* _Given request_: Please output the entries below from the line that contains "surface? Indicate one point per instance." through the final line, reproduced exactly and alone.

────────────────

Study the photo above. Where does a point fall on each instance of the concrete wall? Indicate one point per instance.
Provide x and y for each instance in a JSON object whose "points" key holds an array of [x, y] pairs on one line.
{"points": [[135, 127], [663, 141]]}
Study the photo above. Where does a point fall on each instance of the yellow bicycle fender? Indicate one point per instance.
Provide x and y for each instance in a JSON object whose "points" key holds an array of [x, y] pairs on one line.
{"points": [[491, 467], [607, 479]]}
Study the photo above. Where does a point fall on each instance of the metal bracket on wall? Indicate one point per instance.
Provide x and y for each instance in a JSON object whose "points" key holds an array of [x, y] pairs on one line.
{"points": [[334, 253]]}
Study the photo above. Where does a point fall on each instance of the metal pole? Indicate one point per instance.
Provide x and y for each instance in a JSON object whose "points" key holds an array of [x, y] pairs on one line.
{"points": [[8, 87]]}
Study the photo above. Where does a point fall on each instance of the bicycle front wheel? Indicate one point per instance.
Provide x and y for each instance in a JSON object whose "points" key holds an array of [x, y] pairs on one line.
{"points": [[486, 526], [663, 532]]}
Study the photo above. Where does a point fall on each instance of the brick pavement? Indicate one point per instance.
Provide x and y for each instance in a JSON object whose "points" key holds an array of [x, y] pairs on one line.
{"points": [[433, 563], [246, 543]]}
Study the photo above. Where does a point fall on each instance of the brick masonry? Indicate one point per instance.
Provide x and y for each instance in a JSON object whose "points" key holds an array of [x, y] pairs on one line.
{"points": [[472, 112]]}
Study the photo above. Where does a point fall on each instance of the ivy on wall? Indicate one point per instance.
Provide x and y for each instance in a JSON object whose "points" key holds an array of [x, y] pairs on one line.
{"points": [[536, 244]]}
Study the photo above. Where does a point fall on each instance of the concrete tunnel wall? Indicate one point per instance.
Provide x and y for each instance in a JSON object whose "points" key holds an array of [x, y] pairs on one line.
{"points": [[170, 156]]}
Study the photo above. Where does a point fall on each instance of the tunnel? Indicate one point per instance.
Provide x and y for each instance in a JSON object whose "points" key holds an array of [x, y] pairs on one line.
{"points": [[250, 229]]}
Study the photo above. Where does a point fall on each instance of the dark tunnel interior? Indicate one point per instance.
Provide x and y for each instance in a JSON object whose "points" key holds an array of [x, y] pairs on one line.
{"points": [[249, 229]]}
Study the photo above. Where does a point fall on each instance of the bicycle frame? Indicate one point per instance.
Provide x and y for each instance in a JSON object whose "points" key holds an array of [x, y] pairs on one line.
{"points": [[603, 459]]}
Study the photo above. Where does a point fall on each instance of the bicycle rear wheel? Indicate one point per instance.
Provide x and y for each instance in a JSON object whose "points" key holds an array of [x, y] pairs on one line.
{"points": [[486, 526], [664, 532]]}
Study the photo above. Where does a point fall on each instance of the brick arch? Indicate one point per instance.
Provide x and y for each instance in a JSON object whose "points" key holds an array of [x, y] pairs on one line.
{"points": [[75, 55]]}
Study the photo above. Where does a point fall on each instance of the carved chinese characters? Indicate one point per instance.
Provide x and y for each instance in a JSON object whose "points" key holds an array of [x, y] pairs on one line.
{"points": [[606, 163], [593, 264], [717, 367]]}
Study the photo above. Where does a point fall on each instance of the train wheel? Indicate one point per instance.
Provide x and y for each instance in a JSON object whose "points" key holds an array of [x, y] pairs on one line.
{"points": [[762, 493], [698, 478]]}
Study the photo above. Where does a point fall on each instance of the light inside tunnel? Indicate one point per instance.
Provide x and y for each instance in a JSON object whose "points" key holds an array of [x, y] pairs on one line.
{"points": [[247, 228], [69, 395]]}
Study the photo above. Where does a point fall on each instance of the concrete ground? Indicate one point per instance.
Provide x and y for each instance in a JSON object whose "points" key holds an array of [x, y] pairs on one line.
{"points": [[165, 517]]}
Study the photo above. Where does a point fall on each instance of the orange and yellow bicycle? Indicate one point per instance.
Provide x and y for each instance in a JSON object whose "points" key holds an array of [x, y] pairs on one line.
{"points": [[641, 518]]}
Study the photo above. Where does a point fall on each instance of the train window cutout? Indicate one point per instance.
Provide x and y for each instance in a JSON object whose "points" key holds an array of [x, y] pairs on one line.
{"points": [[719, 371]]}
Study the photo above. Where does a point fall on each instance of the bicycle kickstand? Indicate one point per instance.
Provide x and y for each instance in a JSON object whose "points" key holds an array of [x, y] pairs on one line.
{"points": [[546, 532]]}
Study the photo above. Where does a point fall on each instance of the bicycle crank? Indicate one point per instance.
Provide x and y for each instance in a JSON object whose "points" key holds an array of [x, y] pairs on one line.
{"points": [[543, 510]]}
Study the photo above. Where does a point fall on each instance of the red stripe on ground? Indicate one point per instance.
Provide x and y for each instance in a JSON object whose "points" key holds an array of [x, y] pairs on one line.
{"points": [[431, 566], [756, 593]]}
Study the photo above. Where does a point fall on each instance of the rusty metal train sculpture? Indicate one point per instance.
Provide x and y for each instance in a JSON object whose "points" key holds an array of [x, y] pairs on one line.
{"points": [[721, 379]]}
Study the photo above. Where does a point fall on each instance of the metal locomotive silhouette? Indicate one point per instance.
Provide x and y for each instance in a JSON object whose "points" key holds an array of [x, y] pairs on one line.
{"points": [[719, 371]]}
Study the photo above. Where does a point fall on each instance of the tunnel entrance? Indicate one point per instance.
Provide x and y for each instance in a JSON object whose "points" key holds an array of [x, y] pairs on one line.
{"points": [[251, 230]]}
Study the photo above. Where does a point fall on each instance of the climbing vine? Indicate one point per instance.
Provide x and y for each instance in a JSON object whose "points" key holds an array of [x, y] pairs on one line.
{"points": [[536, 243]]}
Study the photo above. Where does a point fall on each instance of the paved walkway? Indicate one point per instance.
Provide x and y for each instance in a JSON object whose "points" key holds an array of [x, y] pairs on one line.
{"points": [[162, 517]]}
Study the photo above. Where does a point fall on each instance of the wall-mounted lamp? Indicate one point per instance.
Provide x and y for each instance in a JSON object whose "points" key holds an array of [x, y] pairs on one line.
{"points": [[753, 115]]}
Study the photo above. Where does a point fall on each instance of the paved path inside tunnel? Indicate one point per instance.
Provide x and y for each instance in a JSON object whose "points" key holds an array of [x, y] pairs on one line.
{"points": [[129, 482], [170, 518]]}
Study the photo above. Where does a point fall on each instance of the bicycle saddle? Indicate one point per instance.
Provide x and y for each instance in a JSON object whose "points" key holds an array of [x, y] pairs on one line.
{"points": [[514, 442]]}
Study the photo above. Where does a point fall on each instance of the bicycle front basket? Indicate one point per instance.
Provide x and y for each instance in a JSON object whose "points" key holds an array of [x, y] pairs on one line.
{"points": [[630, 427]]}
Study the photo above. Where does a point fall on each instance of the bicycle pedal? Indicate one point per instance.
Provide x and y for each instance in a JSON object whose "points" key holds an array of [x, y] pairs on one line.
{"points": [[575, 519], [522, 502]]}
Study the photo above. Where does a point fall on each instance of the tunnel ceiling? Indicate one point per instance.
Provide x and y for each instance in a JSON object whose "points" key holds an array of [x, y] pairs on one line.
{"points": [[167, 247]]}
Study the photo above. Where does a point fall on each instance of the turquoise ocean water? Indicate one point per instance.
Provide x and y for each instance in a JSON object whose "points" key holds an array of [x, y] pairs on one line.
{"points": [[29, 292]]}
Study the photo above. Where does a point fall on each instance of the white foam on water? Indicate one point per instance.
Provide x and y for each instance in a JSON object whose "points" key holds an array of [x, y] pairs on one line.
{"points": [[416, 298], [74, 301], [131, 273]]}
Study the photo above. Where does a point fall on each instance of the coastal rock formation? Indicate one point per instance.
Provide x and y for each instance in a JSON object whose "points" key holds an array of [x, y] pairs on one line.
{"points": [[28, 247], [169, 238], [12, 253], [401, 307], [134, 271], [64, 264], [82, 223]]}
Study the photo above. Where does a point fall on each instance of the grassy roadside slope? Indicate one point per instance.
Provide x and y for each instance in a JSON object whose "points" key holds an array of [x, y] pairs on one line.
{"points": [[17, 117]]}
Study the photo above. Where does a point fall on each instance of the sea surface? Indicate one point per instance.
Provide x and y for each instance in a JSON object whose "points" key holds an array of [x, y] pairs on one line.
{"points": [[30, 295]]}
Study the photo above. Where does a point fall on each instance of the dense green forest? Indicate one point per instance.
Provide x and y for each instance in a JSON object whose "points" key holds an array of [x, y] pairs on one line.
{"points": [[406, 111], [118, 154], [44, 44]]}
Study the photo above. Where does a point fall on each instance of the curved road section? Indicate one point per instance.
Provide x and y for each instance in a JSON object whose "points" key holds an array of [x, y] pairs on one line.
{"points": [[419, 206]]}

────────────────

* _Solution to the exercise_:
Study the photo above. Where does a point fall on each instance of the sea surface? Indicate one point per instance.
Provide x and y for each instance in a JSON object whose "points" key holds an array of [x, y] pairs on one line.
{"points": [[30, 295]]}
Study the photo above. Where does a point fall on each instance of the dense green forest? Indicate one point per instance.
Provide x and y for each instance in a JSON object whose "points" key holds an array of [x, y] pairs on one line.
{"points": [[406, 111], [118, 154], [44, 44]]}
Study the photo above. Where does a point fall on each instance of the curved road section? Indicate one point per instance.
Provide x and y for each instance in a JSON object whose "points" key holds an array of [x, y] pairs on one line.
{"points": [[419, 206]]}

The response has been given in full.